Records from a data collection:
----------------------------------------
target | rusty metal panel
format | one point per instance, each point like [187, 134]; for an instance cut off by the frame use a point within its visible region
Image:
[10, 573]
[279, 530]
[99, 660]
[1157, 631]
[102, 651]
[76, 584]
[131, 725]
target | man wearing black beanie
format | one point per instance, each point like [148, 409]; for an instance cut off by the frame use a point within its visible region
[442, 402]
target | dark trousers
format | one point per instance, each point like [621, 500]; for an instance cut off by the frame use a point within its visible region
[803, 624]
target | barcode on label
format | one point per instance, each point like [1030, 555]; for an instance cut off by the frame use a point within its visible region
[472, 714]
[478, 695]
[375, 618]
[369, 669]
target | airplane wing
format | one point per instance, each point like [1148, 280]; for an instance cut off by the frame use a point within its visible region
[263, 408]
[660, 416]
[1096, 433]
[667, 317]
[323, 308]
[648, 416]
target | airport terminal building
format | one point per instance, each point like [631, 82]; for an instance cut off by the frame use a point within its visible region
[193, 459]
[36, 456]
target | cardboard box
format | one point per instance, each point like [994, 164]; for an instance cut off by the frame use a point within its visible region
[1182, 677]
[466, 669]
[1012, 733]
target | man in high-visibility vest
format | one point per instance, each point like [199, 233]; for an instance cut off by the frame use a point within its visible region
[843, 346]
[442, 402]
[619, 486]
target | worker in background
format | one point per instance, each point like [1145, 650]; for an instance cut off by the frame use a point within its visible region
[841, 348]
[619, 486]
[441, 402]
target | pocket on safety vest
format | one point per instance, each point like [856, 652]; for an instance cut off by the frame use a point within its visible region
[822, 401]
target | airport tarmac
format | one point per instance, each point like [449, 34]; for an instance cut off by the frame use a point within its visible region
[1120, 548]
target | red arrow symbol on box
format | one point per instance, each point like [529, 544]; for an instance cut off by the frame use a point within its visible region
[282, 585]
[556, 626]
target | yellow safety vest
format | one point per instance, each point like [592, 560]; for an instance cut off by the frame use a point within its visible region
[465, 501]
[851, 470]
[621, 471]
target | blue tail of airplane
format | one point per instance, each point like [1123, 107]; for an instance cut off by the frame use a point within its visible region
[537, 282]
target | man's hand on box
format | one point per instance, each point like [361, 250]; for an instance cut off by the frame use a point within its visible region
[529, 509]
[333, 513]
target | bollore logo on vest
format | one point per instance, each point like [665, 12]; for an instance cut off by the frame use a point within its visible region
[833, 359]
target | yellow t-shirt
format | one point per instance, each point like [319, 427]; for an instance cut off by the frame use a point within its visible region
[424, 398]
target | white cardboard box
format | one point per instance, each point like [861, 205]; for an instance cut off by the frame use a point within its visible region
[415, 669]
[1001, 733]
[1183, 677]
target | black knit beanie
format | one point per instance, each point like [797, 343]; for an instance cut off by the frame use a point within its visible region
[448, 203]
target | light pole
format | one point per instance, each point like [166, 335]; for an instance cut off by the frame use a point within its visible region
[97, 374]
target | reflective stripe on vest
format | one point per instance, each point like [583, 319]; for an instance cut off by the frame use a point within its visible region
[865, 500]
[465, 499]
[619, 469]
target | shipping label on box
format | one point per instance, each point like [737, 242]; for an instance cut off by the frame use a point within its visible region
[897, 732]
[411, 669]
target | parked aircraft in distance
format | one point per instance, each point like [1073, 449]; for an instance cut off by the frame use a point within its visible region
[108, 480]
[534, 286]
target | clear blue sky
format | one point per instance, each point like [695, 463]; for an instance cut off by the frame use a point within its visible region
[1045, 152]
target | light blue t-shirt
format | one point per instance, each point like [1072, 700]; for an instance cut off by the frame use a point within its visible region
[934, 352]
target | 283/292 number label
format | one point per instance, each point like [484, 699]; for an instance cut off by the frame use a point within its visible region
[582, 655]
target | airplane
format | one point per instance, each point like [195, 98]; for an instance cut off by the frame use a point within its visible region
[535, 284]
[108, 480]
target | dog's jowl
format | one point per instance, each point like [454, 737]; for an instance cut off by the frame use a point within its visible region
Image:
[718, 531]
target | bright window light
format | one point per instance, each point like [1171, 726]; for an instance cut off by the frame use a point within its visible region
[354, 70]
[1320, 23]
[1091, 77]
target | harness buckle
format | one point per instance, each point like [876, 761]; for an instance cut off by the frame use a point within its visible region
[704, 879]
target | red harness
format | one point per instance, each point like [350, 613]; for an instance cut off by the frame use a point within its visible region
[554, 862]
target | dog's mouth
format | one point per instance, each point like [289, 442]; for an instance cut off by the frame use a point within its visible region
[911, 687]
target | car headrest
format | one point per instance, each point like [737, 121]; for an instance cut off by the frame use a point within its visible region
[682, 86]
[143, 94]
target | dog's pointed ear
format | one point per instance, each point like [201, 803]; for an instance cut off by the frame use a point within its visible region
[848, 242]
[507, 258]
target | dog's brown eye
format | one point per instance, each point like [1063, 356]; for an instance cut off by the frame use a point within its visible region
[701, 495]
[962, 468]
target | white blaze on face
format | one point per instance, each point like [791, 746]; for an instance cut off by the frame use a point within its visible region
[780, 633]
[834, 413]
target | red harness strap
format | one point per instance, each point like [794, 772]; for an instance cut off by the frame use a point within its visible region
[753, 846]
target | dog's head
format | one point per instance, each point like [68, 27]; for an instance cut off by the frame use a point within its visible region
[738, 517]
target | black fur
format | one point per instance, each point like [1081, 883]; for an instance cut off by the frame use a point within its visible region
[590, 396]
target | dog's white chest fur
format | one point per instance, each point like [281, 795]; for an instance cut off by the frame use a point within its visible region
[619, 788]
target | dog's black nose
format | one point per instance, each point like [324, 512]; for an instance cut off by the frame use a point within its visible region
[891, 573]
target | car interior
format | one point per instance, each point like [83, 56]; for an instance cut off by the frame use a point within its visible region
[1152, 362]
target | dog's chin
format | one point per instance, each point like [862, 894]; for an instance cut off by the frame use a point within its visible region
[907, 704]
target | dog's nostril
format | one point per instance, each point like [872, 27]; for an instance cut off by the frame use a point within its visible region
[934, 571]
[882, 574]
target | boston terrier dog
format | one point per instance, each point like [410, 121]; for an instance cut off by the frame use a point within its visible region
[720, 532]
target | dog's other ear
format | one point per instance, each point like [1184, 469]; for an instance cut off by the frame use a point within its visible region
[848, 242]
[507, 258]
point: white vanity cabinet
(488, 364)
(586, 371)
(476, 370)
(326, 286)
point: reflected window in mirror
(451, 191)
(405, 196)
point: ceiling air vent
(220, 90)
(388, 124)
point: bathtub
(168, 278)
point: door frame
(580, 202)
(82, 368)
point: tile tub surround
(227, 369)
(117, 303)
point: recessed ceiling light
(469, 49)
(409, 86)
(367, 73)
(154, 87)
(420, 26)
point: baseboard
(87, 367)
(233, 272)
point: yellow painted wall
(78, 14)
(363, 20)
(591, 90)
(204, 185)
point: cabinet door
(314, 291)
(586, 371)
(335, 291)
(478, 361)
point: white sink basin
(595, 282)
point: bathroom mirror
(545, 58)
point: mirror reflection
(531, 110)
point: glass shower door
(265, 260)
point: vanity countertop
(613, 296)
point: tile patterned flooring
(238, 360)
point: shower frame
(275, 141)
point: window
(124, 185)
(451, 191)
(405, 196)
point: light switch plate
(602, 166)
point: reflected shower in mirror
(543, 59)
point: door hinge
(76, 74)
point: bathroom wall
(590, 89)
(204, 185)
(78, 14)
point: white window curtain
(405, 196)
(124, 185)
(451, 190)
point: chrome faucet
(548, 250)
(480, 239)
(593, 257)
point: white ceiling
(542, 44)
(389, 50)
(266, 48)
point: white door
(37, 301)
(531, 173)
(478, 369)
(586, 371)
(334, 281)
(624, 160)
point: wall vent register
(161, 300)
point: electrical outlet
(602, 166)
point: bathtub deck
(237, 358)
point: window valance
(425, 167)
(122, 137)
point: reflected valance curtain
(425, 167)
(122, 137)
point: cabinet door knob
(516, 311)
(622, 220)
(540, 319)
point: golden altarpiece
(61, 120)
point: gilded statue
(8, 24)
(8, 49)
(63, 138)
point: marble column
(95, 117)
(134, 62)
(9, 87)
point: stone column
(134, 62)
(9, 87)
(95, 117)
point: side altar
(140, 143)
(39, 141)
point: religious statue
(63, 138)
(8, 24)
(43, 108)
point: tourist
----------------------------------------
> **Problem to solve**
Reading through the records above, report each line in which the string "harness" is found.

> **Your response**
target | harness buckle
target | red harness
target | red harness strap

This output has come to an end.